— Begin PROVIDED RECORDS —

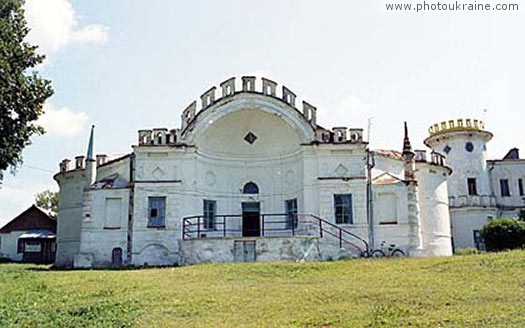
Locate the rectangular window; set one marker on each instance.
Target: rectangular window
(472, 188)
(504, 185)
(113, 213)
(32, 247)
(478, 240)
(387, 208)
(156, 212)
(343, 209)
(291, 213)
(209, 213)
(20, 246)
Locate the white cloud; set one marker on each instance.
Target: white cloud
(54, 25)
(62, 121)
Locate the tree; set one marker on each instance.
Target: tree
(48, 200)
(503, 234)
(22, 93)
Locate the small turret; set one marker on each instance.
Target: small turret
(408, 157)
(91, 166)
(414, 219)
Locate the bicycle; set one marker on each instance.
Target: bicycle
(390, 251)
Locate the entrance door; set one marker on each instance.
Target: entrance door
(251, 223)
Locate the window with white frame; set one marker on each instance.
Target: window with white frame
(291, 213)
(343, 209)
(209, 213)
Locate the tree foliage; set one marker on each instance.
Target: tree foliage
(22, 93)
(48, 200)
(503, 234)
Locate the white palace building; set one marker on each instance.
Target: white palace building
(251, 176)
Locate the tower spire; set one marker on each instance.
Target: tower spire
(90, 145)
(407, 147)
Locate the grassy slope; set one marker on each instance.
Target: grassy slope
(476, 290)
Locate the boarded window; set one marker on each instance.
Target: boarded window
(156, 212)
(387, 208)
(291, 213)
(209, 213)
(472, 188)
(113, 212)
(32, 247)
(504, 186)
(478, 240)
(343, 209)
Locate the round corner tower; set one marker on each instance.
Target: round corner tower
(463, 142)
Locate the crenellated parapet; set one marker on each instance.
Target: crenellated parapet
(159, 137)
(248, 84)
(80, 163)
(435, 158)
(457, 125)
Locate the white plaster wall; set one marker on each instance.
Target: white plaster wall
(98, 239)
(391, 233)
(295, 249)
(69, 216)
(463, 163)
(121, 167)
(511, 170)
(467, 219)
(387, 164)
(434, 210)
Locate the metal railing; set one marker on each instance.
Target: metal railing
(271, 225)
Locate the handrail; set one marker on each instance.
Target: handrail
(193, 227)
(343, 230)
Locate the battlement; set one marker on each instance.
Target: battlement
(457, 125)
(435, 158)
(248, 84)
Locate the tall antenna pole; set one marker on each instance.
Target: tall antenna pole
(369, 129)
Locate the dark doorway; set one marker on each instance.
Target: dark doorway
(116, 257)
(251, 223)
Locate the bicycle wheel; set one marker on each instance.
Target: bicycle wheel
(378, 253)
(397, 253)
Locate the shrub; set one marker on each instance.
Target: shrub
(503, 234)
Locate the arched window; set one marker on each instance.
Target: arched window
(250, 188)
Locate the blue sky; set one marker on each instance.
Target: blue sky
(127, 65)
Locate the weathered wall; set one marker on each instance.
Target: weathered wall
(434, 210)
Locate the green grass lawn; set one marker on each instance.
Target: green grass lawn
(473, 291)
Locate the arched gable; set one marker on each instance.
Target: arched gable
(249, 101)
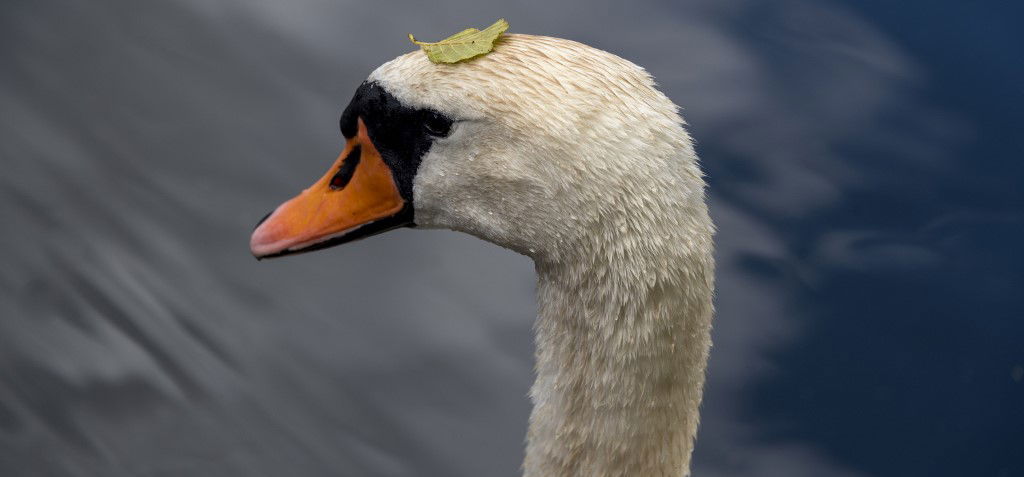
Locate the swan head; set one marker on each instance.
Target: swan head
(534, 146)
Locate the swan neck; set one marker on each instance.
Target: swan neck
(622, 345)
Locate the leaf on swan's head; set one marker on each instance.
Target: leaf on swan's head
(463, 45)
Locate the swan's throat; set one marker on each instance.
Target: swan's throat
(622, 347)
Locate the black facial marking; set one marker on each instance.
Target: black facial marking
(401, 134)
(344, 174)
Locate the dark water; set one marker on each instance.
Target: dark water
(865, 162)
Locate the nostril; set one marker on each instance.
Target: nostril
(263, 220)
(344, 174)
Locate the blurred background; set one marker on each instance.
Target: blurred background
(864, 162)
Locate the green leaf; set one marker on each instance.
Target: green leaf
(463, 45)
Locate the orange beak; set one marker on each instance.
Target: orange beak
(356, 198)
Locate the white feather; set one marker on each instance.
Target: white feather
(571, 156)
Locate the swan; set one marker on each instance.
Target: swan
(572, 157)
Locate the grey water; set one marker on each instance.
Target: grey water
(864, 169)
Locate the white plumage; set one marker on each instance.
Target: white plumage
(571, 156)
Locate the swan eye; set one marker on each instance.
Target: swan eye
(437, 125)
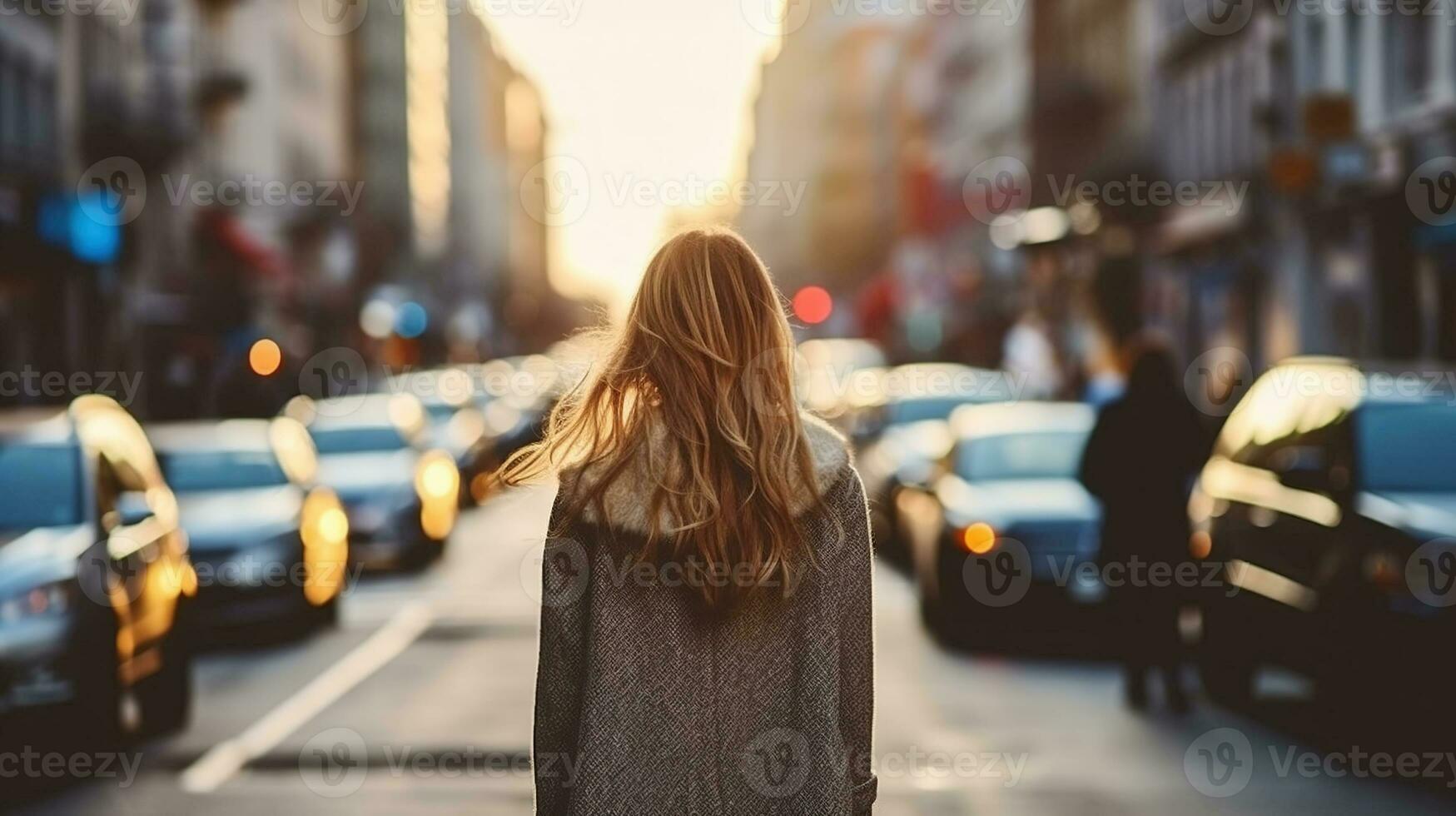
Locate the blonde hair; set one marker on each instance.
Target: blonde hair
(703, 366)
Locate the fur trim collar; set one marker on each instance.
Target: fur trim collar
(626, 497)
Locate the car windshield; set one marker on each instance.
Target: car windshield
(359, 439)
(40, 485)
(196, 471)
(1407, 448)
(1021, 456)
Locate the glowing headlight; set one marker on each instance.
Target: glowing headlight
(437, 477)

— End PROVIDED RECORDS —

> [TASK PROMPT]: Reproduce all of the data above line for line, without changing anything, and leave the pictures out.

> [RESULT BELOW]:
Locate the rectangular window; set one marker on each instance.
Target: rectangular window
(472, 188)
(504, 185)
(113, 213)
(32, 247)
(478, 240)
(387, 208)
(156, 212)
(343, 209)
(291, 213)
(209, 213)
(20, 246)
Locate the white cloud; set one marker on each instance.
Target: white cloud
(54, 25)
(62, 121)
Locate the tree; set one marker on each instance.
Target: tree
(48, 200)
(503, 234)
(22, 93)
Locate the small turret; set one marker on each instance.
Target: small turret
(408, 157)
(91, 166)
(414, 219)
Locate the bicycle; set one marker on each instance.
Target: bicycle
(390, 251)
Locate the entrance door; set one marker on each instance.
Target: entrance door
(251, 223)
Locate the window with white frame; set one marker on each instance.
Target: window with white frame
(291, 213)
(343, 209)
(209, 213)
Locate the tree foliage; set one marker on each instance.
Target: tree foliage
(22, 93)
(48, 200)
(503, 234)
Locate the white palace building; set one marker on each instance.
Target: white palace building
(251, 176)
Locate the tower spire; set one marker on each instance.
Target: tower spire
(90, 145)
(407, 147)
Locate the grassy slope; set one marker on each instance.
Target: grassy slope
(476, 290)
Locate the boarded window; set one marker on each instance.
Target: boarded window
(156, 212)
(387, 208)
(291, 213)
(209, 213)
(472, 188)
(113, 212)
(32, 247)
(504, 186)
(478, 240)
(343, 209)
Locate the round corner tower; set one marker on each instance.
Target: round corner tower
(463, 142)
Locate the crenellated parapet; set one marker on each instance.
Target: crenellated parapet
(159, 137)
(248, 84)
(80, 163)
(435, 158)
(457, 125)
Locate the white plaster wall; set one marker on each instance.
Target: white plaster wall
(98, 239)
(391, 233)
(295, 249)
(69, 216)
(463, 163)
(121, 167)
(511, 170)
(467, 219)
(387, 164)
(434, 210)
Locate the metal railing; set one marker on each instance.
Target: metal railing
(271, 225)
Locate the handrail; set one marker on each instance.
Target: handrail
(193, 227)
(343, 230)
Locate the battlement; set one marker on each instance.
Target: battlement
(457, 125)
(435, 158)
(248, 84)
Locate the tall antenna pole; set one marker on each instance.
Target: tall antenna pole
(369, 129)
Locate the dark doorway; set one marker on each instance.
Target: dark doorway
(116, 257)
(251, 223)
Locate the bicycle wheel; set one marker on each instance.
Target: bicycle wheel
(378, 253)
(397, 253)
Locate the shrub; set one marker on each instance.
Target: shrub
(503, 234)
Locate the arched window; set one marker on each instance.
Target: arched window
(250, 188)
Locate the blue sky; set one marker on each instance.
Target: blue sky
(127, 65)
Locate the weathered wall; set one marker on each instance.
Target: weathered wall
(434, 210)
Locate the green grass lawn; set one marker on each instance.
Target: green grass lawn
(473, 291)
Locate the arched gable; set one marker on each instance.
Target: arched gable
(249, 101)
Locate the swan head; set one marker on each instance.
Target: swan head
(534, 146)
Locate the swan neck; set one marker on each instance.
Target: swan neck
(622, 345)
Locate the leaf on swan's head; set one marker on each instance.
Target: leaf on swan's head
(463, 45)
Locate the swan's throat; set one marker on each instance.
Target: swan's throat
(622, 347)
Locate the black facial marking; set one marker on each instance.
Target: black facial marking
(401, 134)
(344, 174)
Locate the dark water; set one marker on each instance.
Target: dark water
(865, 162)
Locate the nostril; set one marker on each instance.
Target: nostril
(263, 220)
(344, 174)
Locate the blurred background; set one marker on each instance.
Target: blurred background
(864, 162)
Locate the green leaf; set one marker on each instance.
Target: green leaf
(463, 45)
Locate the orange beak; set one marker on each instance.
Target: orange beak
(356, 198)
Locate the white feather; set one marker on each instance.
Target: white feather
(571, 156)
Locate the swan; set one marker on each instance.
Target: swan
(572, 157)
Locate the grey water; set one marker on each instance.
Target: grey water
(864, 169)
Locate the white plumage; set one marker on each instance.
Target: white plumage
(571, 156)
Locate the swan eye; set one marker on each instance.
Target: swan eye
(437, 125)
Locate the blonde hair; set one marker on each instance.
Target: blonde hair
(703, 366)
Locate the fur trim collar; set one marker on each instance.
Target: fur trim collar
(626, 497)
Locate the car windshield; set one marker on each instance.
Target: car windshield
(359, 439)
(40, 485)
(196, 471)
(1407, 448)
(1021, 456)
Locate the glowing headlight; set one marker on each instance.
Target: glowing headlight
(437, 477)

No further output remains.